### Information given
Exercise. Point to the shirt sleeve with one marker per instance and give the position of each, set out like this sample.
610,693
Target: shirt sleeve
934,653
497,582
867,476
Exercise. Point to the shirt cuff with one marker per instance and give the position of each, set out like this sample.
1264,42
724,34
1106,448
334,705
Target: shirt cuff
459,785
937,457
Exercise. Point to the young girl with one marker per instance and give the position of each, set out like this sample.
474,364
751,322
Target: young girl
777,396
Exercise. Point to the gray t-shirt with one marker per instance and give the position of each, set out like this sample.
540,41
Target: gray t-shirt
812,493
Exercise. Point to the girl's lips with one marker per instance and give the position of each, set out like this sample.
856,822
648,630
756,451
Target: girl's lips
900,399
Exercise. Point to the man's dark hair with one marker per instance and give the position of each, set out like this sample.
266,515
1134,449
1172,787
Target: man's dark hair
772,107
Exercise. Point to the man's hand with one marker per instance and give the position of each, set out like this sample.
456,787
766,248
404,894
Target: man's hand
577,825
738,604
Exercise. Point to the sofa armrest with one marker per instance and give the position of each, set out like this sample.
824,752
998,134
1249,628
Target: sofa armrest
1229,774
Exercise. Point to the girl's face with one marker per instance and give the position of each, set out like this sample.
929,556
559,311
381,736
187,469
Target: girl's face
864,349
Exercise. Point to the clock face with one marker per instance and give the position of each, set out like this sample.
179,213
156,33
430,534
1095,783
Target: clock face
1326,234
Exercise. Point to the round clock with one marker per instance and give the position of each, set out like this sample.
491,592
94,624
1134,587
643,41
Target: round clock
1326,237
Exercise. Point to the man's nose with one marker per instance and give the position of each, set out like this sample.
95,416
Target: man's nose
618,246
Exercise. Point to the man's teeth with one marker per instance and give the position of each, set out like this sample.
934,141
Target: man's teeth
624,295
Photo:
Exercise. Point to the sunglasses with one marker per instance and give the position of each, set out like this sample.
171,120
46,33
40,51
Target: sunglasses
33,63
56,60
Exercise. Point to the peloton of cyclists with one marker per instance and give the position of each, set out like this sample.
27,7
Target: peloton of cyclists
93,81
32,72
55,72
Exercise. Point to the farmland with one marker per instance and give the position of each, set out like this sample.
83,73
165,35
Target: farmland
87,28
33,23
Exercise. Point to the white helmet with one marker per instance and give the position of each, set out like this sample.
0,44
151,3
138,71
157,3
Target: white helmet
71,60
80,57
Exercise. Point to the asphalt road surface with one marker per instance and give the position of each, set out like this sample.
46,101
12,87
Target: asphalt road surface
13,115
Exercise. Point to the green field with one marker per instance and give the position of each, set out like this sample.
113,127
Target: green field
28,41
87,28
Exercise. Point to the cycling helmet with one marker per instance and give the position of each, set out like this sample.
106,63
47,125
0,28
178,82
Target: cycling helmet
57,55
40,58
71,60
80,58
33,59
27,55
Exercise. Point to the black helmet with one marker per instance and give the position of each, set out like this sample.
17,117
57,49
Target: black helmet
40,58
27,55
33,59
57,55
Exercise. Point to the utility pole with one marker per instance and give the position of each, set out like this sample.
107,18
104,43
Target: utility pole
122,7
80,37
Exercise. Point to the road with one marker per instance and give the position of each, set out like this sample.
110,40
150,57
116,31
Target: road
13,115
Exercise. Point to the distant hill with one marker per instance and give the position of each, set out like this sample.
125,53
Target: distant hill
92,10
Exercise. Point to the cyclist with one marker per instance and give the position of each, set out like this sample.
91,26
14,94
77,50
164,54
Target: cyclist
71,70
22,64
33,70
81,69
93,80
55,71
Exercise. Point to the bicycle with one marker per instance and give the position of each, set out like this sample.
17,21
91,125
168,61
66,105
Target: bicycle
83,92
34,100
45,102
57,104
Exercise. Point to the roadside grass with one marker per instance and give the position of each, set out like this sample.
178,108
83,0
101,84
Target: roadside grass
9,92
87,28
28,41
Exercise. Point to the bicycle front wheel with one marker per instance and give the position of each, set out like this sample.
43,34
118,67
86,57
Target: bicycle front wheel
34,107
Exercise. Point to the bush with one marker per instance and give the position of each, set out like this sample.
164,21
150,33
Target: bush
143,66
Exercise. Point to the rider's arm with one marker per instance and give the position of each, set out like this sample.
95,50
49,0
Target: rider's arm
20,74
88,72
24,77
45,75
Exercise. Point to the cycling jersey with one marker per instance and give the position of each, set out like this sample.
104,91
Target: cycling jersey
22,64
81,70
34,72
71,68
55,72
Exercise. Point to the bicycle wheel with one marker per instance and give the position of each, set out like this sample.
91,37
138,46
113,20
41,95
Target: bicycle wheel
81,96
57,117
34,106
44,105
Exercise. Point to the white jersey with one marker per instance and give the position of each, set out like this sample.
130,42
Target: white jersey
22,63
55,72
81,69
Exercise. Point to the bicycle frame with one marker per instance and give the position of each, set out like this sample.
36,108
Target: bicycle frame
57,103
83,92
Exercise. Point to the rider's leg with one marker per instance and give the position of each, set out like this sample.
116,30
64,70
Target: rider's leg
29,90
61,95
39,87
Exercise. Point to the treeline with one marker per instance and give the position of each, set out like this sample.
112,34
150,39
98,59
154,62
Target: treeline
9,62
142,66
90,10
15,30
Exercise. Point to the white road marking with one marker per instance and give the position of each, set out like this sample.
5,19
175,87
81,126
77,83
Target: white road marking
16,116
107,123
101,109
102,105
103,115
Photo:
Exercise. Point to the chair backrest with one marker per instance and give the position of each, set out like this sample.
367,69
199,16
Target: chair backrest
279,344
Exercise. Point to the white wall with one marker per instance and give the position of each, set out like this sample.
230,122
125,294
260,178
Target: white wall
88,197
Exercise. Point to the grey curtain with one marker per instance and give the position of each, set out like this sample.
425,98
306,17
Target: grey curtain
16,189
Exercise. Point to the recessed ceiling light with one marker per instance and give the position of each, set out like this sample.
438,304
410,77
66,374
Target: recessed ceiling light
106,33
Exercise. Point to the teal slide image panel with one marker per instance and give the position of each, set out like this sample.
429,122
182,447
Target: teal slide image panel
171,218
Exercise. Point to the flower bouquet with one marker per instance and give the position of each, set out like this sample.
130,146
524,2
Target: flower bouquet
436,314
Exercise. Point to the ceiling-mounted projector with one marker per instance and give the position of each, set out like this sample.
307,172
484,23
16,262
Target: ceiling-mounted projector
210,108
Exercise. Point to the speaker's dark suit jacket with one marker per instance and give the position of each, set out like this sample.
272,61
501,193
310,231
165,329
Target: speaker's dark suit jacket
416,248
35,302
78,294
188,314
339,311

...

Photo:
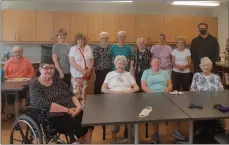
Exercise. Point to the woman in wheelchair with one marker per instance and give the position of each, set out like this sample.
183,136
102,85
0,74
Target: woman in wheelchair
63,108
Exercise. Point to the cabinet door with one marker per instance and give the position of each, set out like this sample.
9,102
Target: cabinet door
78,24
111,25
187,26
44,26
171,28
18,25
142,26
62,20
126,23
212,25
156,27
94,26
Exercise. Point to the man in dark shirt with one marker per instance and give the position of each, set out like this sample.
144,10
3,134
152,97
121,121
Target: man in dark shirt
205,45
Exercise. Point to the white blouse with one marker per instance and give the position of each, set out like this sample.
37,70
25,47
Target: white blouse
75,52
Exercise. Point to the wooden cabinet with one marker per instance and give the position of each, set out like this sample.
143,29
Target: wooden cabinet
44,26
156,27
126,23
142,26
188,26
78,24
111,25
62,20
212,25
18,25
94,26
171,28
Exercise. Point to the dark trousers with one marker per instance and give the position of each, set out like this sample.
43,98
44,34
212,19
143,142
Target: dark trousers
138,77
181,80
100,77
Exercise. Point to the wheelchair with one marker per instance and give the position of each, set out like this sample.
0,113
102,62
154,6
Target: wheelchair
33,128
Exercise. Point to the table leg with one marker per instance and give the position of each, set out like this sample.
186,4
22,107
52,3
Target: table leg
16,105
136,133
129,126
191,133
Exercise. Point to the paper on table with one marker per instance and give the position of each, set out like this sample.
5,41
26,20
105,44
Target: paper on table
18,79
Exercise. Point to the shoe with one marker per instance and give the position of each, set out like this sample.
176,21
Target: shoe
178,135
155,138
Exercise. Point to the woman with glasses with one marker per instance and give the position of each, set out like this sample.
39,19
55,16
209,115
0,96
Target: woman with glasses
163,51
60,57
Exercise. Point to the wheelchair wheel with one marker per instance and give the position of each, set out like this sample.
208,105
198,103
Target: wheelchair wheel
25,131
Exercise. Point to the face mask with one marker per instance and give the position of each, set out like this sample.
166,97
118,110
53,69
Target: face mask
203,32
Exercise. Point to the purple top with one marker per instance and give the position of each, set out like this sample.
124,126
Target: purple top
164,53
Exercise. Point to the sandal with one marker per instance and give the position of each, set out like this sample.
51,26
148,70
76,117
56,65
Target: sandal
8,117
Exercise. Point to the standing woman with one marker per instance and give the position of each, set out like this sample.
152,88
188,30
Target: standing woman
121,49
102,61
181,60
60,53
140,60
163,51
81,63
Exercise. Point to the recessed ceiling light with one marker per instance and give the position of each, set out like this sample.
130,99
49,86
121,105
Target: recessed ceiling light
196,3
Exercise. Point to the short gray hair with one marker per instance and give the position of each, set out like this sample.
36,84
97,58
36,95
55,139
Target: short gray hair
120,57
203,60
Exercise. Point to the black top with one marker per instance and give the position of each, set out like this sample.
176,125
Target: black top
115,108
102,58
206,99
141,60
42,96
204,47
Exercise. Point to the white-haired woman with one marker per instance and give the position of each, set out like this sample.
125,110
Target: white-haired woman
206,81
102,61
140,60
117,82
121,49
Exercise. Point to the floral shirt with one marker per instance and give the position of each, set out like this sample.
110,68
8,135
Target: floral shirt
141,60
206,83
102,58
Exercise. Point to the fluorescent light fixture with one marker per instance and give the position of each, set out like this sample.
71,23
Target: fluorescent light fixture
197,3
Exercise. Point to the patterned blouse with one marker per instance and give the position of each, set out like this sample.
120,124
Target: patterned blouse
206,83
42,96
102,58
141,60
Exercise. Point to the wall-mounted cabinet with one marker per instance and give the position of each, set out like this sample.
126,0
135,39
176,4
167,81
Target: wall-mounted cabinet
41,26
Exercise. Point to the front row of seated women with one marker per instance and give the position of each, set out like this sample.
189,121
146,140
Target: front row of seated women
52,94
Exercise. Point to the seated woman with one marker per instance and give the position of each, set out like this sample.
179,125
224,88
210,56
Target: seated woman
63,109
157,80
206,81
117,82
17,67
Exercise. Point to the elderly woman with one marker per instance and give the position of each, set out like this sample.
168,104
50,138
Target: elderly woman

### What is required
List every line in the data above that contains the word "round".

### Written response
Exercise. Point to the round clock with one marker per instance and give the position of each, set out like this sample.
Target: round clock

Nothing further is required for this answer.